GOAL: Copy the items from the line that has "Check that every instance of the metal handrail" through the line that has "[[101, 203]]", requests included, and multiply every answer coordinate by 2.1, rounding to whole numbers with halves going up. Keep the numbers in the requests and their format samples unchanged.

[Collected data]
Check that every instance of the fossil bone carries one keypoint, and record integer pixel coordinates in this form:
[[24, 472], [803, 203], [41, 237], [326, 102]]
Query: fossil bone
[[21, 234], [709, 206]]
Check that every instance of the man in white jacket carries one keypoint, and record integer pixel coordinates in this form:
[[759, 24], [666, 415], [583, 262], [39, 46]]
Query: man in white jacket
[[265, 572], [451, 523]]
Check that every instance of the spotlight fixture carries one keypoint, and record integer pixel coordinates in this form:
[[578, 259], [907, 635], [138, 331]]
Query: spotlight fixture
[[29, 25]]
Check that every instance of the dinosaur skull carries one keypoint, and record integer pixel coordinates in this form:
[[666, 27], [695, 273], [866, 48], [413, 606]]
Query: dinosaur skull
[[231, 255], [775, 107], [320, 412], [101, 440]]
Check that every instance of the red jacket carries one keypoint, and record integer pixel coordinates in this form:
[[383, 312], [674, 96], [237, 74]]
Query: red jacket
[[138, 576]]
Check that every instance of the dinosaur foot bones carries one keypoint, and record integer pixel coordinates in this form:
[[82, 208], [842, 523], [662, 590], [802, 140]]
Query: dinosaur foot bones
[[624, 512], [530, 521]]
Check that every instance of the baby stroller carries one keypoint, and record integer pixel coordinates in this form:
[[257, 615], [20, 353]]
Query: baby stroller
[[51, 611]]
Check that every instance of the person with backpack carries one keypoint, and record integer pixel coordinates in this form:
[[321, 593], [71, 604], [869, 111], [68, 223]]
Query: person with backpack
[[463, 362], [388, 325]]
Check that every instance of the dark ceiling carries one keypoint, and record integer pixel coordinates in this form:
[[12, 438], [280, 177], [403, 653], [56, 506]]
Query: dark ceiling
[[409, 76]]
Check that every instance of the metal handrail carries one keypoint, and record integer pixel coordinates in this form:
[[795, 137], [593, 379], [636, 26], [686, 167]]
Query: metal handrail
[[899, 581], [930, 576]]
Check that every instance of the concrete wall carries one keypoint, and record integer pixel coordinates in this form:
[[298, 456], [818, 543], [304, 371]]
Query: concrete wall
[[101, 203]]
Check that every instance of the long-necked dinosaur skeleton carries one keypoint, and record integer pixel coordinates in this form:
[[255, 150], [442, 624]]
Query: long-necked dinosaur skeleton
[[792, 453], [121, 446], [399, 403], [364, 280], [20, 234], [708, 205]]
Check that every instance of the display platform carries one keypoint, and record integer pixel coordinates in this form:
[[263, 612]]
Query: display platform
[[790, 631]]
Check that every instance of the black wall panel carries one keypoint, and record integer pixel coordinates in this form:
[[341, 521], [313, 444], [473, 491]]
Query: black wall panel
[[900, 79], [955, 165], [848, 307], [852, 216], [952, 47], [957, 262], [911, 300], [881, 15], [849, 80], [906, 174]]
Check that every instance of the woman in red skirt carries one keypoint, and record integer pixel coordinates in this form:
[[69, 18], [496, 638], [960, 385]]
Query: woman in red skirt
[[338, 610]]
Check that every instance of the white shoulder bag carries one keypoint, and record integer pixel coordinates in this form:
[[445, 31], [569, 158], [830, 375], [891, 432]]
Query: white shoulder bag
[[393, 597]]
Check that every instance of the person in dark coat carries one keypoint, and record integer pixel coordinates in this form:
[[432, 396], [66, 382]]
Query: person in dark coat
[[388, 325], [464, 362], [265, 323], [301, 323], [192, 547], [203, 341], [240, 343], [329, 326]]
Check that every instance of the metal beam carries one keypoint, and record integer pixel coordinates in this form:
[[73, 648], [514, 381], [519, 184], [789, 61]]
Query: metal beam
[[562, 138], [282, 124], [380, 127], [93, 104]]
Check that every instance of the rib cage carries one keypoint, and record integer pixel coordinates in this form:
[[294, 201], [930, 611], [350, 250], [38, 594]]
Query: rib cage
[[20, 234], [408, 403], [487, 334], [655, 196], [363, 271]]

SOLUTION TO THE PROBLEM:
Check that every instance of the metal handrail carries one keypoint, and record integer pixel coordinates in this form:
[[795, 137], [593, 379], [636, 26], [686, 167]]
Query: metal handrail
[[1888, 1220], [1953, 1210]]
Check that every instance of the concrete wall carries one keypoint, and record integer pixel coordinates in this form:
[[298, 456], [818, 543], [304, 371]]
Query: concrete wall
[[212, 426]]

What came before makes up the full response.